═════ Records for the exercise

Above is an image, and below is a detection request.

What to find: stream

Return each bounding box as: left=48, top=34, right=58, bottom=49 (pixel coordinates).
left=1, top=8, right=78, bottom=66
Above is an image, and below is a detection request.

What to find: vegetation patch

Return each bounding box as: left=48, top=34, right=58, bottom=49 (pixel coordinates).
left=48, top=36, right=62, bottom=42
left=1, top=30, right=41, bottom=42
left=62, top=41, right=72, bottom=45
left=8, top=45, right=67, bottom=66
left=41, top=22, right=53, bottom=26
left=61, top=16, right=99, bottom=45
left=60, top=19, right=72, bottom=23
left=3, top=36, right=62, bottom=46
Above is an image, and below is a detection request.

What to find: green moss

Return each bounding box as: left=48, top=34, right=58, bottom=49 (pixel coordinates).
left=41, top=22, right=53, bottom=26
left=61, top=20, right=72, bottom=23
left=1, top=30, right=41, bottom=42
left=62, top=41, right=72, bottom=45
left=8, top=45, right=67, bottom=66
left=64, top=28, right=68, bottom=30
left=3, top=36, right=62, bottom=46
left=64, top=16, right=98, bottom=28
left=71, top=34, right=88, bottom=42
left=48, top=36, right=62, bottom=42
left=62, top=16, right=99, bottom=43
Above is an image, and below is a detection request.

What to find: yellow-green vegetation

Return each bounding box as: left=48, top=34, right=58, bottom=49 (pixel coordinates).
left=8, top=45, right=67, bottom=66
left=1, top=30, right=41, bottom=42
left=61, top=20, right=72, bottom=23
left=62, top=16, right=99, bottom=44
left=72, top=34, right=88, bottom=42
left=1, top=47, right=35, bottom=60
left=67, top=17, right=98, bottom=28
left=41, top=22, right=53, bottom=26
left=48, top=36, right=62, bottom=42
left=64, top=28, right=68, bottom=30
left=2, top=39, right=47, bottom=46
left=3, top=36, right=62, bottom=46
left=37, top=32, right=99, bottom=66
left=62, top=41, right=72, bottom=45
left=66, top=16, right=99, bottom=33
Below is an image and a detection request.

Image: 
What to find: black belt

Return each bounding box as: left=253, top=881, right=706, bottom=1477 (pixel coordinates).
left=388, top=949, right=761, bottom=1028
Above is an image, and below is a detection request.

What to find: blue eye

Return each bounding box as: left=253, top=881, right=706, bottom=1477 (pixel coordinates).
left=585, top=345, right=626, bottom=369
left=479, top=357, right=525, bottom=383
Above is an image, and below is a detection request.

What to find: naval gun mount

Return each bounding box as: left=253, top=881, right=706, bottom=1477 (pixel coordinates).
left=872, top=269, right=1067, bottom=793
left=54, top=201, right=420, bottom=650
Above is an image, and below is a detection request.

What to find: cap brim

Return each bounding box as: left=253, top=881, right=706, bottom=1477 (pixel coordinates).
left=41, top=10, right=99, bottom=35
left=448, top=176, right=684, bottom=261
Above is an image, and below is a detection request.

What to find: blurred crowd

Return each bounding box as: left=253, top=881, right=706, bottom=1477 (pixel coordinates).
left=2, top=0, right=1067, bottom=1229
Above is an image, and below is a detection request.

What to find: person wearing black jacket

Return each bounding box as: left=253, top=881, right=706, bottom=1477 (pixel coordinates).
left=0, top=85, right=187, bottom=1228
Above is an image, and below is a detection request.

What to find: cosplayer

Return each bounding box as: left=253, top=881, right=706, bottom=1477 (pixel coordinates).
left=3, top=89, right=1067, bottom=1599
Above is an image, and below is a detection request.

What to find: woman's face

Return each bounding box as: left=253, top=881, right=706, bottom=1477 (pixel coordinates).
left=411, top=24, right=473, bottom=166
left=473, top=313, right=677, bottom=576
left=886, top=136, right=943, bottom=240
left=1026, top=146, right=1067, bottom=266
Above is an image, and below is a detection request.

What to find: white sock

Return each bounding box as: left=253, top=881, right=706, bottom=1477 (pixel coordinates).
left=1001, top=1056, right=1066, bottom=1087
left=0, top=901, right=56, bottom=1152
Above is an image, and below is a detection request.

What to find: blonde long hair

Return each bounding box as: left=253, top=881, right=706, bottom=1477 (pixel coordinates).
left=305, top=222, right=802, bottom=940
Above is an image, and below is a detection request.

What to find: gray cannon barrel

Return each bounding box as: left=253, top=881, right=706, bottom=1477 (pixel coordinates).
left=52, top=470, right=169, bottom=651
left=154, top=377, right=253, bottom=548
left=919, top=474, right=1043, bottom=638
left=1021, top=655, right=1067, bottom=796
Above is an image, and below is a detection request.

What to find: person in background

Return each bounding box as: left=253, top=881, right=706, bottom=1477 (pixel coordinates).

══════════

Task goal –
What is needed is every line of the records that contains the word "green".

Response area –
What to find: green moss
What to find: yellow-green vegetation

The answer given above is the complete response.